**Texto de origem**
/---
MANAUS – A juíza federal Jaiza Fraxe aceitou a denúncia do Ministério Público Federal (MPF) e Ministério Público Estadual (MP-AM apresentada contra os ex-secretários estaduais de Saúde José Duarte dos Santos Filho, Pedro Elias de Souza e Wilson Alecrim, na investigação em que se descobriu que o Governo do Amazonas bancou o tratamento de membros do Judiciário, políticos, parentes e amigos de pessoas ligadas a agentes públicos no hospital Sírio Libanês, em São Paulo.
A ação foi proposta pelo MPF e MP-AM em abril de 2018. A denúncia foi aceita no dia 27 de junho deste ano. Com a medida, os três passam para a condição de réus, podendo então apresentarem defesa.
O MPF questiona a legalidade dos gastos com o tratamento, que chegaram a R$ 4,4 milhões, no período de 2012 a 2016. Nesses cinco anos, o governadores eram Omar Aziz (PSD) e José Melo.
Para o MPF, os tratamentos foram realizados mediante autorização pessoal dos réus, na condição de Secretário Estadual de Saúde, cada um a seu tempo, e ocorreram junto ao hospital particular de alto padrão, em São Paulo, e que os pacientes eram escolhidos de maneira subjetiva.
Veja a lista dos pacientes que tiveram tratamentos pagos pelo Estado clicando aqui.
O MPF sustenta na ação que não questiona a necessidade ou não dos tratamentos médicos realizados, mas sim o modo pelo qual esses tratamentos foram custeados, tendo havido a utilização do patrimônio público, de forma irregular e sem transparência, para pagamento de despesas privadas de pessoas que detinham ou detém vínculos pessoais com altas autoridades do Estado.
Pedidos do MPF e MP-AM
A ação pede a condenação dos réus pela prática de atos de improbidade administrativa e a decretação de indisponibilidade de bens necessários à reparação integral dos prejuízos por eles causados. Pede ainda a suspensão dos direitos políticos pelo prazo de cinco anos, o pagamento de multa civil no valor de 20 vezes a última remuneração por eles recebida, no exercício das funções públicas, e a proibição de contratarem com os poderes públicos ou de receberem, direta ou indiretamente, benefícios ou incentivos fiscais ou creditícios, ainda que por intermédio de pessoa jurídica da qual sejam sócios majoritários, pelo prazo de três anos.
\---
**Enunciado**
Reproduza do texto de origem, sem nenhuma alteração, a passagem que vai de "Para o MPF, os" até "autoridades do Estado.".

**Entradas fornecidas**
/---
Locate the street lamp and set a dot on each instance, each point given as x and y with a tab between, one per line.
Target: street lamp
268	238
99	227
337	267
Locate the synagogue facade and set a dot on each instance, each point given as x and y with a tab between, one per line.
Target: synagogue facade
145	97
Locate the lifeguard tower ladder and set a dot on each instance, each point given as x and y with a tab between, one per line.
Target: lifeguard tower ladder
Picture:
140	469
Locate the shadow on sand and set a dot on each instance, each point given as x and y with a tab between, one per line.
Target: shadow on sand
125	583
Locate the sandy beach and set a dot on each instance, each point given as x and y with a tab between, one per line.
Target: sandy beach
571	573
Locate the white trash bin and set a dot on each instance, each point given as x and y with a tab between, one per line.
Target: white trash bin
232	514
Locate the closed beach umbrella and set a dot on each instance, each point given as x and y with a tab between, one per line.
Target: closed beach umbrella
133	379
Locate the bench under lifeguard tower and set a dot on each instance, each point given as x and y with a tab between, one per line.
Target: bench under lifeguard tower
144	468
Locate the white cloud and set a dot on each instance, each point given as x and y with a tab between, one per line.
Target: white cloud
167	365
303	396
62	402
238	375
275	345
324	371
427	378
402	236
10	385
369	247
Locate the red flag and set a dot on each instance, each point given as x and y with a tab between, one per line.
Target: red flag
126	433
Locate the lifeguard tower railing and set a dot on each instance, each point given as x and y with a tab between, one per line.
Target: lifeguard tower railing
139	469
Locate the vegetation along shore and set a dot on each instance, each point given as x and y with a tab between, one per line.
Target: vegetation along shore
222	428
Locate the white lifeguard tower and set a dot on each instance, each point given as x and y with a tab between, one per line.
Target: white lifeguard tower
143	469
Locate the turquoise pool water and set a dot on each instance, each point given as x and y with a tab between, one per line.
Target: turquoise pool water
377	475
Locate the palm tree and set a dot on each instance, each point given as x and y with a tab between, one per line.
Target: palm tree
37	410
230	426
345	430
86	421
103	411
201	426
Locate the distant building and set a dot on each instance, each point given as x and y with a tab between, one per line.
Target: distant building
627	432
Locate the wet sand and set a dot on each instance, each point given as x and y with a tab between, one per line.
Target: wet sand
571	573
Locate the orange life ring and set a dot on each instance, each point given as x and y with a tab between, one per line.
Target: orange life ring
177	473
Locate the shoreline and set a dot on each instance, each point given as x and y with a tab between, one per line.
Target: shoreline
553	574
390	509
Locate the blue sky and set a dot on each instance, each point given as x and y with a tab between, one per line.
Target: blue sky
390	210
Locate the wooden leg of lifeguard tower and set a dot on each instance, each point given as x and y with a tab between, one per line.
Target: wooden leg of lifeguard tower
\---
**Resposta**
Para o MPF, os tratamentos foram realizados mediante autorização pessoal dos réus, na condição de Secretário Estadual de Saúde, cada um a seu tempo, e ocorreram junto ao hospital particular de alto padrão, em São Paulo, e que os pacientes eram escolhidos de maneira subjetiva.
Veja a lista dos pacientes que tiveram tratamentos pagos pelo Estado clicando aqui.
O MPF sustenta na ação que não questiona a necessidade ou não dos tratamentos médicos realizados, mas sim o modo pelo qual esses tratamentos foram custeados, tendo havido a utilização do patrimônio público, de forma irregular e sem transparência, para pagamento de despesas privadas de pessoas que detinham ou detém vínculos pessoais com altas autoridades do Estado.